** START Task data **
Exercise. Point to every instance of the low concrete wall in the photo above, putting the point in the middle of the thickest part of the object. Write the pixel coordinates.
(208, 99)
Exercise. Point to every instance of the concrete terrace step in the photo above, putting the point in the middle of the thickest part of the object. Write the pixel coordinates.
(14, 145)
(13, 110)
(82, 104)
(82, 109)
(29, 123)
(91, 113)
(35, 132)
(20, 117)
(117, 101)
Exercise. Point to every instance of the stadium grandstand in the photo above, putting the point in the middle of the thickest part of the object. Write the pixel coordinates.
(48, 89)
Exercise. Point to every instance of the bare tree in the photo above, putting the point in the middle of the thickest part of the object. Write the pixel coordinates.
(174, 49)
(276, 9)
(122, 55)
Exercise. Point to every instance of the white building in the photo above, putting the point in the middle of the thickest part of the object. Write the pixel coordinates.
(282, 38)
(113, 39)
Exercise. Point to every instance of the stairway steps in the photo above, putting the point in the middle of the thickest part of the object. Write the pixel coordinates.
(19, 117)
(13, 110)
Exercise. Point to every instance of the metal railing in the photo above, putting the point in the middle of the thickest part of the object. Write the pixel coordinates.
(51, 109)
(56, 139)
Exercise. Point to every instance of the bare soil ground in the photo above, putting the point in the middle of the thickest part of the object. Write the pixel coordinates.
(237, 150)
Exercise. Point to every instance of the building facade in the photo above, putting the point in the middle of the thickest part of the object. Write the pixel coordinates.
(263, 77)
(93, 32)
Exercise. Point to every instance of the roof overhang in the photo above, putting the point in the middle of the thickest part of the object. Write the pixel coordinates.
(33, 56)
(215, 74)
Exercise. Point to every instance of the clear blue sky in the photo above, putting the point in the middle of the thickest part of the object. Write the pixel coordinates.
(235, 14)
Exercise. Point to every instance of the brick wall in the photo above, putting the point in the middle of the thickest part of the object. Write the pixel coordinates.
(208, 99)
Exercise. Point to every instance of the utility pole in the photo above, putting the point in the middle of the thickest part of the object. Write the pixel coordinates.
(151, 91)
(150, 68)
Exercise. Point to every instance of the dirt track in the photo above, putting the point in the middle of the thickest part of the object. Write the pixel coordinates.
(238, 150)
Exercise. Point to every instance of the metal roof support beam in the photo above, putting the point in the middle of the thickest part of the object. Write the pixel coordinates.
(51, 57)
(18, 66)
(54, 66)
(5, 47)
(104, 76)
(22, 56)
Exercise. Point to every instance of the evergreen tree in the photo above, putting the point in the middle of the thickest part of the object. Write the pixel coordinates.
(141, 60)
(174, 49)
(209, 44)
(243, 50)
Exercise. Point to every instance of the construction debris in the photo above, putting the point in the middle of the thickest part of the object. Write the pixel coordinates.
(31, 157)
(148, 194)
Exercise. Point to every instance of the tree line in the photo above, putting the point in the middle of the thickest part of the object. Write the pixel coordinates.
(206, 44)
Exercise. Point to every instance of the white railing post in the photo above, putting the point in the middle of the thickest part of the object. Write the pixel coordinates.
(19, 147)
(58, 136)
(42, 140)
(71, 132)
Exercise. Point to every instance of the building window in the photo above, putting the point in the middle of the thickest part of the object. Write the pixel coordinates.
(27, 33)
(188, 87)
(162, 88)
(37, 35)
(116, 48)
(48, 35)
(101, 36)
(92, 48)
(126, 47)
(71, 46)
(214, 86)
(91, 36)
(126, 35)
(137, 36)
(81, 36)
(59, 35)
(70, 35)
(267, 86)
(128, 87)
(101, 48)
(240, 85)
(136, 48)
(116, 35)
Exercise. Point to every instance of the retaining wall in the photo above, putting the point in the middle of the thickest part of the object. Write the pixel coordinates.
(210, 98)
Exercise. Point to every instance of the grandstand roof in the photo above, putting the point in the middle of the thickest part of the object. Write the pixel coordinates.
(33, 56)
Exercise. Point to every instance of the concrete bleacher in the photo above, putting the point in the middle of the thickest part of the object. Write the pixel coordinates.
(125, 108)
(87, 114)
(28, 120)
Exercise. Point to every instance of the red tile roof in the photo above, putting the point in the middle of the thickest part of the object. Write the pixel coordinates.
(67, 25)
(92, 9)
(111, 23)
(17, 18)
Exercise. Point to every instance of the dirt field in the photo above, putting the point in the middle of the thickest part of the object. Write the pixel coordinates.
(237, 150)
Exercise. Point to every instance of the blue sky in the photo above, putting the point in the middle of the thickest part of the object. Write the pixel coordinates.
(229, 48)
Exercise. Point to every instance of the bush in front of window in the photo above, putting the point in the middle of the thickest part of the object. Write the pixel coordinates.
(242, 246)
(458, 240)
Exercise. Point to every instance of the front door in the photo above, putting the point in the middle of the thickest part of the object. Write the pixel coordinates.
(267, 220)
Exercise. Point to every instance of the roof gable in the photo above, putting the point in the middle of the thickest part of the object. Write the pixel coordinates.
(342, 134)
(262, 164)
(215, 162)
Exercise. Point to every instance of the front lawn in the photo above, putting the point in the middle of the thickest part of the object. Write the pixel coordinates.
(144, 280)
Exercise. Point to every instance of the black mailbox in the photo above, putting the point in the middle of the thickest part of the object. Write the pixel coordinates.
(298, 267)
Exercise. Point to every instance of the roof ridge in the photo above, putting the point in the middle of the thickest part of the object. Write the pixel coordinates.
** END Task data **
- **Exercise directions**: Exactly as written, please output every entry.

- **Final answer**:
Exercise. Point to every instance of the low concrete wall in the photo above, putting the point in the middle of the thickest part of the object. Write the pixel coordinates.
(208, 99)
Exercise. Point to every instance of the concrete terrace step in the photo above, putting the point in the middle of the thickest part of the object. Write the pixel coordinates.
(14, 145)
(13, 110)
(82, 104)
(82, 109)
(29, 123)
(91, 113)
(35, 132)
(20, 117)
(117, 101)
Exercise. Point to every instance of the stadium grandstand in the photo above, putting the point in the middle of the thickest part of the object. Write the pixel coordinates.
(48, 89)
Exercise. Point to every instance of the bare tree in the photo above, putting the point in the middle of the thickest part of the object. Write the pixel coordinates.
(174, 49)
(276, 9)
(122, 55)
Exercise. Point to every instance of the white building in the photo above, putting the point in the middle of the thickest part of the object. Write the pixel coordinates.
(282, 38)
(113, 39)
Exercise. Point to every instance of the stairway steps in the photo above, putting the point in the middle of the thickest part of the object. Write the pixel coordinates.
(19, 117)
(13, 110)
Exercise. Point to every instance of the metal railing in the photo above, putting the point in the middle of the thickest part of the object. Write the pixel coordinates.
(51, 109)
(56, 139)
Exercise. Point to every instance of the bare soil ground in the photo above, putting the point in the middle of the thickest part of the object. Write the pixel coordinates.
(237, 150)
Exercise. Point to every instance of the building facade in the photo above, putting the point in the middle of the thickest part of the object. Write the pixel coordinates.
(263, 77)
(93, 32)
Exercise. Point to every instance of the roof overhang in the photo above, putting the point in the middle of the thickest part of the object. Write the pixel coordinates.
(33, 56)
(215, 74)
Exercise. Point to every instance of the clear blue sky in the photo above, putting the point in the middle of the thickest part of the object. Write the pixel coordinates.
(235, 14)
Exercise. Point to every instance of the brick wall in the photo above, putting the point in the middle of the thickest part of the object. Write the pixel coordinates.
(208, 99)
Exercise. Point to every instance of the utility pole in the photo above, putting the point in the middle of the thickest part of the object. Write the pixel coordinates.
(151, 91)
(150, 68)
Exercise. Point to every instance of the dirt track in the photo above, putting the point in the middle of the thickest part of the object. Write the pixel coordinates.
(238, 150)
Exercise. Point to every instance of the metal roof support beam in the photo above, putting the point in the middle of the thickest part of the object. Write the pixel coordinates.
(51, 57)
(18, 66)
(54, 66)
(5, 47)
(104, 76)
(22, 56)
Exercise. Point to every instance of the evergreen tree in the photo above, putting the point in the middle of the thickest part of the object. Write the pixel coordinates.
(141, 60)
(174, 49)
(209, 44)
(243, 50)
Exercise. Point to every instance of the construction debris in the photo above, putting the point in the middle of the thickest part of the object. Write the pixel coordinates.
(31, 157)
(148, 194)
Exercise. Point to every instance of the tree line in the photo above, putting the point in the middle of the thickest part of the object. Write the pixel coordinates.
(206, 44)
Exercise. Point to every instance of the white railing post in the photo above, putting the point in the middle of the thickest part of the object. Write the pixel coordinates.
(19, 147)
(58, 136)
(42, 140)
(71, 132)
Exercise. Point to every instance of the building window in the photo above, putting the point in the middle of the thickest part of the object. Write the pixel coordinates.
(27, 33)
(188, 87)
(162, 88)
(37, 35)
(116, 48)
(48, 35)
(101, 36)
(92, 48)
(126, 47)
(71, 46)
(214, 86)
(91, 36)
(126, 35)
(137, 36)
(81, 36)
(59, 35)
(70, 35)
(267, 86)
(128, 87)
(101, 48)
(240, 85)
(136, 48)
(116, 35)
Exercise. Point to every instance of the retaining wall in the photo above, putting the point in the middle of the thickest part of the object. Write the pixel coordinates.
(210, 98)
Exercise. Point to every instance of the grandstand roof in the photo above, putting the point in the middle of the thickest part of the object. Write the pixel coordinates.
(33, 56)
Exercise. Point to every instance of the concrete bleacher in the photo above, putting the point in the middle of the thickest part of the object. Write the pixel coordinates.
(125, 108)
(87, 114)
(28, 120)
Exercise. Point to every instance of the red tile roof in the photo above, putting the point in the middle of the thickest part of the object. Write the pixel coordinates.
(67, 25)
(92, 9)
(111, 23)
(17, 18)
Exercise. Point to every instance of the dirt field in the photo above, putting the point in the middle of the thickest part of the object. Write the pixel coordinates.
(237, 150)
Exercise. Point to every instance of the blue sky in the photo above, putting the point in the middle of the thickest part of the object. Write the pixel coordinates.
(229, 48)
Exercise. Point to every instance of the bush in front of window in the photo above, putting the point in the middle of the thickest part of the object. Write the pixel coordinates.
(242, 246)
(458, 240)
Exercise. Point to every instance of the front door in the photo above, putting the point in the middle of the thickest part of the object. Write the pixel coordinates.
(267, 220)
Exercise. Point to every instance of the roof gable in the photo above, putting the point in the middle of the thickest part of the object. Write the pixel coordinates.
(342, 134)
(262, 164)
(215, 162)
Exercise. Point to every instance of the front lawn in the photo above, putting the point in the middle of the thickest part of the object. Write the pixel coordinates.
(144, 280)
Exercise. Point to every instance of the black mailbox in the photo above, putting the point in the middle of the thickest part of the object. Write the pixel coordinates.
(298, 267)
Exercise. Point to every instance of the roof ridge in the photo above, putting the point in the middle of the thickest part of the object. Write the pixel coordinates.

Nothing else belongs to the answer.